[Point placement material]

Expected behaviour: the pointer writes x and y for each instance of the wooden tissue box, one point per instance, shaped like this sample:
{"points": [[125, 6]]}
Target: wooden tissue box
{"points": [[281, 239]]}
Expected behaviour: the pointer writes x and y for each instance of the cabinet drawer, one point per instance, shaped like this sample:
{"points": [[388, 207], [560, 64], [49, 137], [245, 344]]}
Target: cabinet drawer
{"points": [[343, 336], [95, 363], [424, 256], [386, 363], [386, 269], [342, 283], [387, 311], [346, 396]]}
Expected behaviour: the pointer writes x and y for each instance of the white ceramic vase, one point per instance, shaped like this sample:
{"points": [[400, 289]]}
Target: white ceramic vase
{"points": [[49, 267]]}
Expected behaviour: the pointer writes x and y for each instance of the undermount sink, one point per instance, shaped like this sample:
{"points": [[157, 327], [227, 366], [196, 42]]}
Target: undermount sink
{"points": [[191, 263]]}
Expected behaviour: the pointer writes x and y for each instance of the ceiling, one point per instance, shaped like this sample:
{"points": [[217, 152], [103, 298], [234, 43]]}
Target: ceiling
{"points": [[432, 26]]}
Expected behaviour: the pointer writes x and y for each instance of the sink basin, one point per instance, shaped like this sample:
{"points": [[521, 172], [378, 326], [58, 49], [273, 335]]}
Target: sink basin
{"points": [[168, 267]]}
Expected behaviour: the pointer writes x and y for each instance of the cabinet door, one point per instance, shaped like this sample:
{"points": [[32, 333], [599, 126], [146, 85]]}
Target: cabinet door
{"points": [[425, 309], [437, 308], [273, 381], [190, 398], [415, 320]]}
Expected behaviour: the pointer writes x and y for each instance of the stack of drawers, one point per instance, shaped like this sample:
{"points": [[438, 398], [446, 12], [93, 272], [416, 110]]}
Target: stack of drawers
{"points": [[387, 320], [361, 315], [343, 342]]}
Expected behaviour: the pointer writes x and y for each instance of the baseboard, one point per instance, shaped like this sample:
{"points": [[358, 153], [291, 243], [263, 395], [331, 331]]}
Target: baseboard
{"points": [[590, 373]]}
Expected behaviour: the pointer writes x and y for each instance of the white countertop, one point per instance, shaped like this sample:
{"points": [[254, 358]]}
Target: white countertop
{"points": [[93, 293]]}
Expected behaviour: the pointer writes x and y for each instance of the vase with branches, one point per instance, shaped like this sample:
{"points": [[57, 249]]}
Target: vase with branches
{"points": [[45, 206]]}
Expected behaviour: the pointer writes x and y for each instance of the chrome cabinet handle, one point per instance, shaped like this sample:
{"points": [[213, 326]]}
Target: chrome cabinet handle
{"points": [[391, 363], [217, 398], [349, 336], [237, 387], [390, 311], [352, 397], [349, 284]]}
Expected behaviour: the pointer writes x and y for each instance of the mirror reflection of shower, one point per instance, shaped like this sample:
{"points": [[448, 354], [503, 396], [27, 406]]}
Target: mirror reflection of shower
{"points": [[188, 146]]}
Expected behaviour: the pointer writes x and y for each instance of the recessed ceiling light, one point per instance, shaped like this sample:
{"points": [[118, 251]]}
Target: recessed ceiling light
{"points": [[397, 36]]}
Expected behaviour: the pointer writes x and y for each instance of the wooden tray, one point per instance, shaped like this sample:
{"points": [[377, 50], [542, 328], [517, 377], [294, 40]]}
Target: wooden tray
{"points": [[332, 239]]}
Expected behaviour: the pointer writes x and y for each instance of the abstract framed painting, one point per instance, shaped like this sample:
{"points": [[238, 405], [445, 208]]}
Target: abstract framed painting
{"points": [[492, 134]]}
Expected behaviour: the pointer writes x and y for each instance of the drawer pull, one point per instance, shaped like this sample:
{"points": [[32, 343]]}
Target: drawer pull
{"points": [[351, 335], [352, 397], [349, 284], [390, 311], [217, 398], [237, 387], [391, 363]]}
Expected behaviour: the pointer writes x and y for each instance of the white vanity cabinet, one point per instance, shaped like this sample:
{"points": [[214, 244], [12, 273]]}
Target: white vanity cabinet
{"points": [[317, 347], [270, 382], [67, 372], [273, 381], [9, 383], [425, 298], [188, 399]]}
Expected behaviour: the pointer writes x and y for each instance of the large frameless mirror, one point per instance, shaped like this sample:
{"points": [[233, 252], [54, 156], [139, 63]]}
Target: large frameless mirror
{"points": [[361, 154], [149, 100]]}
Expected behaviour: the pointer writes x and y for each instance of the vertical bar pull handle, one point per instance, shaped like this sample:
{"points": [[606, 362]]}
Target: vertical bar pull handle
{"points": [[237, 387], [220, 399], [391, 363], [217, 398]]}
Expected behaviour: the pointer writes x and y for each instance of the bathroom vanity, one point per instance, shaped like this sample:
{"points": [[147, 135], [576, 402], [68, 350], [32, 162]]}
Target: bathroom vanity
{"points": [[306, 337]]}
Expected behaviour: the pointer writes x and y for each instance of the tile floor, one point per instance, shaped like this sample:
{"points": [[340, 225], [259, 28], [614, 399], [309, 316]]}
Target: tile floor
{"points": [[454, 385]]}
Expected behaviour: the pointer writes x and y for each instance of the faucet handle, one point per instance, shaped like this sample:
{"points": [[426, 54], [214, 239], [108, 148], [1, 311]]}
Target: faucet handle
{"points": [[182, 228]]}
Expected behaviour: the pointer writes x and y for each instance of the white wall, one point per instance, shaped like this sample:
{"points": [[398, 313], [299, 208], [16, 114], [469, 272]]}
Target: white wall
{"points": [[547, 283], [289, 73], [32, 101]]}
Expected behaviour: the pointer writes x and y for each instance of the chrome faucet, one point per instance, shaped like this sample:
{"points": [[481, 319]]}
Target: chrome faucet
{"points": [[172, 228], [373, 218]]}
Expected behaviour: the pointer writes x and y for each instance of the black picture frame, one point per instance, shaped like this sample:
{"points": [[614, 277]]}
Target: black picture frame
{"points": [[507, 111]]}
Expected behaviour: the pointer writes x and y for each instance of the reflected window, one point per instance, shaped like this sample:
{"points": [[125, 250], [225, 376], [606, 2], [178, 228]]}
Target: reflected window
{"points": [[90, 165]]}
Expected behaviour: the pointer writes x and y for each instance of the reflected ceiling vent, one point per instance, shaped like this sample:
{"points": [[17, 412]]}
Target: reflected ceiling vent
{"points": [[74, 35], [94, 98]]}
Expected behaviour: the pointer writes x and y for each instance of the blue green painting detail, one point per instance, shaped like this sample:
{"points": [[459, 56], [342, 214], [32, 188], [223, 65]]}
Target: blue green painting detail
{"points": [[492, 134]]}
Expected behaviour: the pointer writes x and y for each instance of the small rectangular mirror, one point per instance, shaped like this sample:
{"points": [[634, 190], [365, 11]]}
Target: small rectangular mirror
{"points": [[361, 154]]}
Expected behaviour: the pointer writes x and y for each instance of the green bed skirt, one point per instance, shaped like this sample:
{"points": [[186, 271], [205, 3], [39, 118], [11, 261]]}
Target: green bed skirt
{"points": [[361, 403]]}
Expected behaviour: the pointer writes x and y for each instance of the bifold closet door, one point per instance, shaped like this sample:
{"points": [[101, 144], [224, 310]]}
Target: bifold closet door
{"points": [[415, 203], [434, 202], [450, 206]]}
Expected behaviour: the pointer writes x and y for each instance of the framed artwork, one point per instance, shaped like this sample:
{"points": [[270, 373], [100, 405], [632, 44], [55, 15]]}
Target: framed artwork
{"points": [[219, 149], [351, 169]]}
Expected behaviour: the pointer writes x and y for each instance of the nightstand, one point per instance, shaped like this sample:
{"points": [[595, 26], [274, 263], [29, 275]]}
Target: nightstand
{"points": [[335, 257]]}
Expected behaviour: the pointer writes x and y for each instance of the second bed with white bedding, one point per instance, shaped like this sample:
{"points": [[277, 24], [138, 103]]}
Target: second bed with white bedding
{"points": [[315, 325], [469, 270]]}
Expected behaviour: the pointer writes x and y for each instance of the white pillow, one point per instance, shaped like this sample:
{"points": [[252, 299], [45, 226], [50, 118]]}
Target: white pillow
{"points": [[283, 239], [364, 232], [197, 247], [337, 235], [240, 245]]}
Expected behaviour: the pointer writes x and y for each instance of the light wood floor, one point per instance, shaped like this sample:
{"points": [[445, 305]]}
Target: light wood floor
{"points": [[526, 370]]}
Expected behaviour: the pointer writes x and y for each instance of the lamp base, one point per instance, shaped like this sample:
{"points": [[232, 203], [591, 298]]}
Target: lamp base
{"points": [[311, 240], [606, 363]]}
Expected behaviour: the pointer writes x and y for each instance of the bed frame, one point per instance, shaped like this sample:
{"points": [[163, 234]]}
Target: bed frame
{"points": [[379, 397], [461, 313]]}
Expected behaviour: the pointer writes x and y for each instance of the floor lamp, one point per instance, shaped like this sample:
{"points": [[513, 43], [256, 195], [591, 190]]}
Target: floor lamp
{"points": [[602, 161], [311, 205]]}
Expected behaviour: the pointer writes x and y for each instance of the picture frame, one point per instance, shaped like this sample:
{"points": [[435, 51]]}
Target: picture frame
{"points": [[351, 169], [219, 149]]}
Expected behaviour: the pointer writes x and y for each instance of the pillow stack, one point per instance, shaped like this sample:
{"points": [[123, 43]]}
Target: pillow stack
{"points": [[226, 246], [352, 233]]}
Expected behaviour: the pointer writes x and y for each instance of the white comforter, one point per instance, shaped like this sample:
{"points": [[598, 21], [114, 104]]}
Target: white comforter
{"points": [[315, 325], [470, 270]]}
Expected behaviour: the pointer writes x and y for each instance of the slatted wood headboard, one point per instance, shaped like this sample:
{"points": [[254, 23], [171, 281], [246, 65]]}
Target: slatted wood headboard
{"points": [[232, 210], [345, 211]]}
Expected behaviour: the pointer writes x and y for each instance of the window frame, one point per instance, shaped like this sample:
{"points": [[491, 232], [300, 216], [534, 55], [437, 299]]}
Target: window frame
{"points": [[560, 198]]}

**SHORT TASK:** Repeat the material verbatim, starting at the line that contains "of the pillow" and running through the end of the material.

**ANSWER BELOW:**
Expected behaviour: the pointer writes x and y for each instance of the pillow stack, one point per instance, shaped like this sample:
{"points": [[123, 43]]}
Target: pillow stack
{"points": [[226, 246], [352, 233]]}
Expected behaviour: the pointer writes x and y for each instance of the white comforter, one point per instance, shaped like this sample:
{"points": [[598, 21], [114, 104]]}
Target: white comforter
{"points": [[315, 325], [470, 270]]}
Expected behaviour: the pointer writes x and y for each instance of the slatted wood headboard, one point per instance, shaped like this sample:
{"points": [[254, 23], [171, 281], [246, 65]]}
Target: slatted wood headboard
{"points": [[232, 210], [345, 211]]}
Expected behaviour: the pointer writes x and y for each instance of the window frame, one point per instance, shaped like this sample:
{"points": [[491, 232], [300, 216], [534, 55], [437, 299]]}
Target: window frame
{"points": [[560, 198]]}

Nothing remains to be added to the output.